* TASK BRIEF *
Present the following data again exactly as it is shown.

+ + + + + + +

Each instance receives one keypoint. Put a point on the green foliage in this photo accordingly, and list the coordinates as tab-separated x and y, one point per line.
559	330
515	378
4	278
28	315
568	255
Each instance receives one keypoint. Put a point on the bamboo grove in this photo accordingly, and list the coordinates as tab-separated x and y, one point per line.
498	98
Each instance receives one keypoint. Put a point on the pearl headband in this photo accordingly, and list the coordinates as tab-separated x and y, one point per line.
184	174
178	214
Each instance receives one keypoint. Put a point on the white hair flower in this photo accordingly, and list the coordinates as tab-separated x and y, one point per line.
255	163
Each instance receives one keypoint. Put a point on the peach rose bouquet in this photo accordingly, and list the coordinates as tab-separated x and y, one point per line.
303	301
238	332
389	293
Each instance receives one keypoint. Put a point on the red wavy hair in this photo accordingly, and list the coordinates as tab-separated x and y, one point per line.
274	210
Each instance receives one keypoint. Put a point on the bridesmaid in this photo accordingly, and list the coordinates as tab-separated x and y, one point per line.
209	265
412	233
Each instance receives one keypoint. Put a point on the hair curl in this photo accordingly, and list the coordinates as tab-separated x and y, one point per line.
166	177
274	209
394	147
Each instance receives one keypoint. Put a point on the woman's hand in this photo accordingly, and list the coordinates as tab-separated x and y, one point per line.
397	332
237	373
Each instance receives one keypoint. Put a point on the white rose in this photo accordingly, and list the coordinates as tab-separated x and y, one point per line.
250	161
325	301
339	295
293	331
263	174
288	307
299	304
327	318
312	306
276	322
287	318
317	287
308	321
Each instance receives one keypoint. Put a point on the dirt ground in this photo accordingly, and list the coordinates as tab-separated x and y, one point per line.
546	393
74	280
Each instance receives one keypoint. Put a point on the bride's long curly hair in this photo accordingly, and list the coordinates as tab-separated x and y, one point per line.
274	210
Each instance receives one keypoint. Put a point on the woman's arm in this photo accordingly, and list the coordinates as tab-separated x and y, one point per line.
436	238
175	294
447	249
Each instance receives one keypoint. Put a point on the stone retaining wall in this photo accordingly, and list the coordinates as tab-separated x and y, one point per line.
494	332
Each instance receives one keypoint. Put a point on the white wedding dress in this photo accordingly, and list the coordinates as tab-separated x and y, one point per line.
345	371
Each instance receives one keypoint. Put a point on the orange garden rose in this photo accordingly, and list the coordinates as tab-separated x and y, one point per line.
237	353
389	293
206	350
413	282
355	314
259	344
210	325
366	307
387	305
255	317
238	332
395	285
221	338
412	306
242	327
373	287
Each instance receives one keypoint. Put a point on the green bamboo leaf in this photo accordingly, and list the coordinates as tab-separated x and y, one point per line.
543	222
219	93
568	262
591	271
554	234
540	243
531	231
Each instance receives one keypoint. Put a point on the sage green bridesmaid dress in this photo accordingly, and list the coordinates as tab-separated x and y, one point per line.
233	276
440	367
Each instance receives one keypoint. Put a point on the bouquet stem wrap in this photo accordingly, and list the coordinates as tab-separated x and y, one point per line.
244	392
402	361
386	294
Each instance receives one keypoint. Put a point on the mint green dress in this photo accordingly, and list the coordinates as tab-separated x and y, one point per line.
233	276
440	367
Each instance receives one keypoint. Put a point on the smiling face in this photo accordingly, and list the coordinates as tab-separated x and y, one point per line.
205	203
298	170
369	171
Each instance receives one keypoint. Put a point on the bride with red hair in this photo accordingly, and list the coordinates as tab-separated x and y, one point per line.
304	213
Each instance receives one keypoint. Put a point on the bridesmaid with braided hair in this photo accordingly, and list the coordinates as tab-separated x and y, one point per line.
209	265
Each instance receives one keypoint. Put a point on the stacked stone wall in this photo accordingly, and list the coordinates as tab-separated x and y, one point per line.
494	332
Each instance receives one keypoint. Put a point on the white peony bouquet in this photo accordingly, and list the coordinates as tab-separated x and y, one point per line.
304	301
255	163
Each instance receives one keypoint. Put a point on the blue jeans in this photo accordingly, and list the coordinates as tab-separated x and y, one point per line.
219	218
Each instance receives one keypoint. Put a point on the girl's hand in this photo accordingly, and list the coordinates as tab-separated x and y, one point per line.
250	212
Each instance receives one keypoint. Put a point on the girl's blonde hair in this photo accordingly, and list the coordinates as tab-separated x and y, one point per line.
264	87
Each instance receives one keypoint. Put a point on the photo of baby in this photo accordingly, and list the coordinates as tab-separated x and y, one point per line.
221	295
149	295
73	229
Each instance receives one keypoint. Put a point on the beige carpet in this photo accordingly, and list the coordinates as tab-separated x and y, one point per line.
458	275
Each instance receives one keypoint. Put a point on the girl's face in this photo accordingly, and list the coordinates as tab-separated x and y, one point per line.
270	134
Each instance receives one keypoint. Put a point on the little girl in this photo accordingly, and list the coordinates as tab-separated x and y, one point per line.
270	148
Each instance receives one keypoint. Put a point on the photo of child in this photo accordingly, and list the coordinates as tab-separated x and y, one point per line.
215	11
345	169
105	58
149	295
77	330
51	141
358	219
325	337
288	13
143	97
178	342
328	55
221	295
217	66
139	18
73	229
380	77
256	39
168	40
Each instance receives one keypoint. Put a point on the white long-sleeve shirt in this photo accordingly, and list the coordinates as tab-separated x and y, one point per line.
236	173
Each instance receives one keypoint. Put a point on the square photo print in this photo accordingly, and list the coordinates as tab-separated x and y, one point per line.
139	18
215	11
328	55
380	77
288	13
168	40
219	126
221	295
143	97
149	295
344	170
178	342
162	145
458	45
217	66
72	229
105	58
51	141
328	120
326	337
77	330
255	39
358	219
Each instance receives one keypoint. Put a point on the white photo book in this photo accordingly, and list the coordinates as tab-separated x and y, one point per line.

+ + + + + + +

* OUTPUT FOR THIS EXERCISE *
Each instance receives one keypoint. Put a point on the green foliage in this photo accordingly, and list the coordinates as tab-separated x and y, one point per line.
559	330
515	378
4	278
28	315
568	255
Each instance receives one keypoint. Put a point on the bamboo grove in this photo accordingly, and list the coordinates as tab-separated x and y, one point per line.
498	98
Each instance receives one keypoint. Put a point on the pearl headband in this photo accordingly, and list the coordinates as tab-separated x and y, one point per line.
184	174
178	214
Each instance receives one keypoint. Put a point on the white hair flower in this photo accordingly, and list the coordinates as tab-separated x and y, one point per line.
255	163
Each instance receives one keypoint. Put a point on the peach rose bouquet in this photo accordingly, and list the coordinates as tab-separated x and y, one point per line.
303	301
238	332
389	293
Each instance receives one keypoint. Put a point on the red wavy hair in this photo accordingly, and list the coordinates as tab-separated x and y, one point per line.
274	210
Each instance receives one keypoint. Put a point on the bridesmaid in this photo accordingly, and list the coordinates as tab-separated x and y, one point per line.
209	265
412	233
Each instance receives one keypoint. Put a point on the hair curl in this photo accordingly, and list the coordinates as tab-separated x and y, one point per line.
166	177
274	209
394	147
Each instance receives one keypoint. Put a point on the woman's hand in this photo accordingly, and list the coordinates as tab-separated x and y, one point per line.
397	332
237	373
Each instance receives one keypoint. Put a point on the white rose in this photo accordingly, and list the coordinates as tab-separated x and y, one point per line.
250	161
325	301
339	295
293	331
263	174
288	307
299	304
327	318
312	306
276	322
287	318
317	287
308	321
Each instance receives one keypoint. Put a point on the dirt ground in this photo accordingly, and list the coordinates as tab-separated x and y, one point per line.
546	393
74	280
Each instance receives one keypoint. Put a point on the bride's long curly hair in this photo accordingly, and list the coordinates as tab-separated x and y, one point per line.
274	210
Each instance receives one keypoint. Put a point on the woman's arm in this photo accordingly, and list the coordinates as tab-separated x and y, one point per line.
436	238
175	294
447	249
Each instance receives one keypoint. Put a point on the stone retaining wall in this photo accordingly, and list the coordinates as tab-separated x and y, one point per line.
494	332
Each instance receives one keypoint. Put a point on the white wedding dress in this photo accordingly, and list the coordinates as tab-separated x and y, one point per line.
345	371
Each instance receives one keypoint. Put a point on the orange garden rose in this photo accordingly, and list the coordinates as tab-separated x and y, one point per line.
237	353
389	293
206	350
413	282
355	314
259	344
210	325
366	307
387	305
255	317
238	332
395	285
221	338
412	306
242	327
373	287
Each instance receives one keypoint. Put a point on the green bamboo leaf in this photo accordingly, and list the coordinates as tab-separated x and y, one point per line.
543	222
219	93
568	262
591	271
554	234
540	243
531	231
Each instance receives one keypoint. Put a point on the sage green bridesmaid dress in this photo accordingly, and list the coordinates as tab-separated x and y, one point per line.
233	276
440	367
Each instance receives one keypoint. Put a point on the bouquet stem wrap in this photo accordingly, and list the coordinates as tab-separated x and y, one point per line.
244	392
402	361
386	294
Each instance receives one keypoint. Put a point on the mint green dress in this photo accordingly, and list the coordinates as tab-separated x and y, one point per line.
233	276
440	367
Each instance receives one keypoint. Put a point on the smiling face in this photo accordingly, and list the coordinates as tab-separated x and y, one point per line.
205	203
298	170
369	171
Each instance receives one keypoint. Put a point on the bride with red hair in this photo accordingly, and list the coordinates as tab-separated x and y, one point per line.
304	213
Each instance receives one keypoint. Put a point on the bridesmaid with braided hair in this photo accordingly, and list the coordinates as tab-separated x and y, one point per line.
209	265
Each instance receives one keypoint. Put a point on the stacked stone wall in this photo accordingly, and list the coordinates as tab-separated x and y, one point per line.
494	332
Each instance receives one keypoint. Put a point on the white peony bouquet in this photo accordingly, and list the coordinates as tab-separated x and y, one point per line.
304	301
255	163
Each instance receives one keypoint. Put a point on the blue jeans in this photo accordingly, and list the coordinates as tab-separated x and y, one point per line.
219	218
Each instance receives one keypoint. Put a point on the girl's hand in this photo accordingly, and list the coordinates as tab-separated x and y, one point per line.
250	212
Each instance receives one keypoint. Put a point on the girl's blonde hair in this photo accordingly, and list the coordinates as tab-separated x and y, one point per line.
264	87
Each instance receives one keypoint. Put a point on the photo of baby in this photo accordingly, and list the coordinates as tab-separated x and y, one point per line.
221	295
149	295
73	229
Each instance receives one keypoint. Put a point on the beige carpet in this photo accordingly, and list the coordinates as tab-separated x and y, one point per line.
458	275
Each instance receives one keypoint. Put a point on the girl's face in this photo accordingly, and list the coordinates as tab-separated x and y, one point per line.
270	134
Each instance receives one keypoint. Put a point on the little girl in this photo accordingly, and list the coordinates as tab-separated x and y, one point per line.
270	148
Each instance receives one keypoint. Put a point on the photo of child in this photo accordingly, and list the coordinates as tab-separated x and y, one point per line.
215	11
345	169
105	58
149	295
77	330
51	141
358	219
325	337
288	13
143	97
178	342
328	55
221	295
217	66
139	18
73	229
380	77
256	39
168	40
Each instance receives one keypoint. Put a point on the white long-sleeve shirt in this photo accordingly, and list the coordinates as tab-separated x and y, one point per line.
236	173
Each instance receives one keypoint. Put a point on the square photo print in this photo accordingly, and list the coordinates as tab-separated x and y, one point per line.
139	18
215	11
328	55
380	77
288	13
168	40
219	126
221	295
143	97
149	295
344	170
178	342
162	145
458	45
217	66
72	229
105	58
51	141
328	120
326	337
77	330
255	39
358	219
Each instance receives one keypoint. Put a point on the white photo book in this photo accordingly, and list the coordinates as tab-separated x and y, one point per line.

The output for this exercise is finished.